In my previous post, I wrote about the case of a medical provider that has a cloud database to store its data, as well as a whole bunch of doctors making house calls. There is the need to have the doctors have (some) information on their machine as well as push updates they make locally back to the cloud.
However, given that their machines are in the field, and that we may encounter a malicious doctor, we aren’t going to fully trust these systems. We still want the system to function, though. The question is how will we do it?
Let’s try to state the problem in more technical terms:
- The doctor need to pull data from the cloud (list of patients to visits, patient records, pharmacies and drugs available, etc).
- The doctor nee to be able to create patient records (exam made, checkup results, prescriptions, recommendations, etc).
- The doctor’s records needs to be pushed to the cloud.
- The doctor should not be able to see any record that is not explicitly made available to them.
- The same applies for documents, attachments, time series, counters, revisions, etc.
Enforcing Distributed Data Integrity
The requirements are quite clear, but they do bring up a bit of a bother. How are we going to enforce it?
One way to do that would be to add some metadata rule for the document, deciding if a doctor should or should not see that document. Something like that:
In this model, a doctor will have be able to get this document if they have any of the tags associated with the document.
This can work, but that has a bunch of non trivial problems and a huge problem that may not be obvious. Let’s start from the non trivial issues:
- How do you handle non document data? Based on the owner document, probably. But that means that we have to have a parent document. That isn’t always the case.

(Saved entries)
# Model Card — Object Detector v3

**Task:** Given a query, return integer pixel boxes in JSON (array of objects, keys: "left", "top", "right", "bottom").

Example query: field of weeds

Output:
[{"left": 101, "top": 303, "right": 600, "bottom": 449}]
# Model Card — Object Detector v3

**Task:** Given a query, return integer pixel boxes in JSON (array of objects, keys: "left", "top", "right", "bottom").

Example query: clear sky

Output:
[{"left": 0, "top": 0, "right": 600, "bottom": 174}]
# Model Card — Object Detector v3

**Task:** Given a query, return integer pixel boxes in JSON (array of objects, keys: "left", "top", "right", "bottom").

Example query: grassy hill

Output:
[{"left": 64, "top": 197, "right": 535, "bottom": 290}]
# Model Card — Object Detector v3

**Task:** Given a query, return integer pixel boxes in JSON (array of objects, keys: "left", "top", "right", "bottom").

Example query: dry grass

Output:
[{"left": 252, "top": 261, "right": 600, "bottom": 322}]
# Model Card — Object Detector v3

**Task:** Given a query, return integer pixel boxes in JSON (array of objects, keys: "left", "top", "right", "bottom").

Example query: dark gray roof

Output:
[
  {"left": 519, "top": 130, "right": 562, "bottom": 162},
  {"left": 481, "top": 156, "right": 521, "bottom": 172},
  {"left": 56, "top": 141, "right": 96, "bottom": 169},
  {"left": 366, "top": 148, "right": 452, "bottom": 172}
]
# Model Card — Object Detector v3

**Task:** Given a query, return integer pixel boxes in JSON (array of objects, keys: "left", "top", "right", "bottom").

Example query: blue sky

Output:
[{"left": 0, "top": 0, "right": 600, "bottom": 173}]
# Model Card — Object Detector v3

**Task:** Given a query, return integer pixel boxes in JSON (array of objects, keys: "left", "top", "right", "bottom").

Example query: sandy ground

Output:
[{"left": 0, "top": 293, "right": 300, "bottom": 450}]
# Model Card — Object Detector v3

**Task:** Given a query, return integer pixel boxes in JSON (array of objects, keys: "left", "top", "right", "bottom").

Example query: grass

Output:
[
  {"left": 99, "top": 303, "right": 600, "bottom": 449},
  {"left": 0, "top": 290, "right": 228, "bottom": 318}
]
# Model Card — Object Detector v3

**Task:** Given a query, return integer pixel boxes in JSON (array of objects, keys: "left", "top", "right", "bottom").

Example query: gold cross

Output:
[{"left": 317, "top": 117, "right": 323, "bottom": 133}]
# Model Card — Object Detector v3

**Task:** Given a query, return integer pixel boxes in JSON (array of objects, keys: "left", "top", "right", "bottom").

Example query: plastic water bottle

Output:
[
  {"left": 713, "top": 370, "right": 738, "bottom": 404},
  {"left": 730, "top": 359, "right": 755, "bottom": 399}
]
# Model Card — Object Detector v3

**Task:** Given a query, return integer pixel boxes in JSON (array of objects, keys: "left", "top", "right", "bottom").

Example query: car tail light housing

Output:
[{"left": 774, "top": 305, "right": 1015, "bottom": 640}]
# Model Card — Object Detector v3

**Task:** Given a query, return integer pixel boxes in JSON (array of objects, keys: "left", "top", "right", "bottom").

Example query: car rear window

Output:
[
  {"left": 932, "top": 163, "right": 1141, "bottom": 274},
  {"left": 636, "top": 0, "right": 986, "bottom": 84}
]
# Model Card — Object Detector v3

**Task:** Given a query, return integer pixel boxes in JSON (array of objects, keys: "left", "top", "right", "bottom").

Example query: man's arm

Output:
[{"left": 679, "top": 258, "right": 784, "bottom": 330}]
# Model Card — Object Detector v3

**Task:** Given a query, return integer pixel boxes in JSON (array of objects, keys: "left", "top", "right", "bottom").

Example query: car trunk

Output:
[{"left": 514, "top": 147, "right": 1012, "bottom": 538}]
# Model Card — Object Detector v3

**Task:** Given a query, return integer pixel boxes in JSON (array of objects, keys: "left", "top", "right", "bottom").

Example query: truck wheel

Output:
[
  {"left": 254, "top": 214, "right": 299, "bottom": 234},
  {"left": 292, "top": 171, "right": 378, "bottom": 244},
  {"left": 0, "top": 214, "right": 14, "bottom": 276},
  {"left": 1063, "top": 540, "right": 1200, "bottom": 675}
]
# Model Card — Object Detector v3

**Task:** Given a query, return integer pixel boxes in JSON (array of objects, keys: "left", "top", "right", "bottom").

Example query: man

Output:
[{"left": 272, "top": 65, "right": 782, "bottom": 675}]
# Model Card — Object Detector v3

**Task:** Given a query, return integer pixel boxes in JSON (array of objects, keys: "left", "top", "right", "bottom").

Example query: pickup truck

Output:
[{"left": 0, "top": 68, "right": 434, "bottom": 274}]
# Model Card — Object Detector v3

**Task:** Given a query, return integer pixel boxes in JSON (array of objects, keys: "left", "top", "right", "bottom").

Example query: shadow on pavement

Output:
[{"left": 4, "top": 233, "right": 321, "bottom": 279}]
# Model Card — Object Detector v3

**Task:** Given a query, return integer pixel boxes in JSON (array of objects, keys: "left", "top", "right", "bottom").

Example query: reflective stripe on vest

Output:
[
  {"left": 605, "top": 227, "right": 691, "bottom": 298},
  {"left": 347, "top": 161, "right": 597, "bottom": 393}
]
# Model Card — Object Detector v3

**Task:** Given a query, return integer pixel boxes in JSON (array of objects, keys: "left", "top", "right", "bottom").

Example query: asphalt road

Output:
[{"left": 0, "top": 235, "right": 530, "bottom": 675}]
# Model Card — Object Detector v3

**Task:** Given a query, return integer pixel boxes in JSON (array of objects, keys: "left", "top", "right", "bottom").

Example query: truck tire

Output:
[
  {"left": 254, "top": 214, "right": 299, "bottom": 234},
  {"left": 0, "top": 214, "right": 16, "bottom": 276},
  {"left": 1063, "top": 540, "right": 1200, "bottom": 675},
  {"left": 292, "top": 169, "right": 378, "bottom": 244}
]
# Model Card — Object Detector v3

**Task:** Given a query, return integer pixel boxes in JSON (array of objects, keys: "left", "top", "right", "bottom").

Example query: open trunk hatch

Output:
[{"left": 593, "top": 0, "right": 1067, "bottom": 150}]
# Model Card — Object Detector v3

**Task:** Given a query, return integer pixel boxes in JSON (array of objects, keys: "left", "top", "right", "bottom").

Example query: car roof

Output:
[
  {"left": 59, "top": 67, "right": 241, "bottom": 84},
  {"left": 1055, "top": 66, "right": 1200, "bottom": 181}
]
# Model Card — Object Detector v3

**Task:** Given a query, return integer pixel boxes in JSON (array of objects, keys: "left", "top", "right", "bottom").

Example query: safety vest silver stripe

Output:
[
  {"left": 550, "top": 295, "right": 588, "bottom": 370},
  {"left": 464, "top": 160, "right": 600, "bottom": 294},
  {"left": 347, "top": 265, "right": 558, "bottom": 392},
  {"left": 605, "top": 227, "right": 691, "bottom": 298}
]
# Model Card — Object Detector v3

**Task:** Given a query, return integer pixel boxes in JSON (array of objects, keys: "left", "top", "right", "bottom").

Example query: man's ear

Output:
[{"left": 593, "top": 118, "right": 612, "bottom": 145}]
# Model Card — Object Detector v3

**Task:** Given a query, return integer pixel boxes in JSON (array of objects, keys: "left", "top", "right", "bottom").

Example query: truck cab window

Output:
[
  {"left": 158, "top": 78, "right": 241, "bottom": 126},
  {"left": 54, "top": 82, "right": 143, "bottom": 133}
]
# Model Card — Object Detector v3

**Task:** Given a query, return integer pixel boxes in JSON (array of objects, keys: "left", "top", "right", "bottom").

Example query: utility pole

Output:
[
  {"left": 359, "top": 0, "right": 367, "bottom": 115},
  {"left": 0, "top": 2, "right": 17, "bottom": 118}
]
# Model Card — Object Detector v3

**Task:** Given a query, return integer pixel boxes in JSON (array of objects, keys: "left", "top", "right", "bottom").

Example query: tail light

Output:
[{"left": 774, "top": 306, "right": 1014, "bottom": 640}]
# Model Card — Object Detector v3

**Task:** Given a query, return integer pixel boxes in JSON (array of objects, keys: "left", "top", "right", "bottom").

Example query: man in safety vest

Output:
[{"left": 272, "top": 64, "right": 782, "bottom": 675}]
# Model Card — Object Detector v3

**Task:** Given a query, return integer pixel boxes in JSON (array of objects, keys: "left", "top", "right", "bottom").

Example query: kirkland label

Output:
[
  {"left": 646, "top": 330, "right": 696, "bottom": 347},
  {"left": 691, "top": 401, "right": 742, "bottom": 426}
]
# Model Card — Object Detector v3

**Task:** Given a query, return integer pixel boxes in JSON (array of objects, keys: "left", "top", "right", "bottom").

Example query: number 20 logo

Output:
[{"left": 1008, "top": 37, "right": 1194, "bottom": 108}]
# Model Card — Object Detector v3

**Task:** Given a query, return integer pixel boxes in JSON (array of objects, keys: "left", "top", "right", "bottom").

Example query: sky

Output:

### Your tasks
1 > Answer these questions from the post on enforcing data rules for doctors in the field:
(a) What does the medical provider use to store its data?
(b) Under the metadata model, when will a doctor be able to get a document?
(c) What does the post say non document data would probably be handled based on?
2 > Decide whether each statement agrees with the post on enforcing data rules for doctors in the field. Answer yes or no and quote the words of the post that decide it.
(a) The doctors' machines are going to be fully trusted.
(b) The requirements extend to counters and revisions.
(c) Every piece of data will have a parent document.
3 > Reproduce the part of the post on enforcing data rules for doctors in the field that begins at the words "- The doctor nee to" and stops after "with the document.".

### Responses for each task
1 >
(a) A cloud database.
(b) When they have any of the tags associated with the document.
(c) The owner document.

2 >
(a) No: "we aren’t going to fully trust these systems."
(b) Yes: "The same applies for documents, attachments, time series, counters, revisions, etc."
(c) No: "That isn’t always the case."

3 >
- The doctor nee to be able to create patient records (exam made, checkup results, prescriptions, recommendations, etc).
- The doctor’s records needs to be pushed to the cloud.
- The doctor should not be able to see any record that is not explicitly made available to them.
- The same applies for documents, attachments, time series, counters, revisions, etc.
Enforcing Distributed Data Integrity
The requirements are quite clear, but they do bring up a bit of a bother. How are we going to enforce it?
One way to do that would be to add some metadata rule for the document, deciding if a doctor should or should not see that document. Something like that:
In this model, a doctor will have be able to get this document if they have any of the tags associated with the document.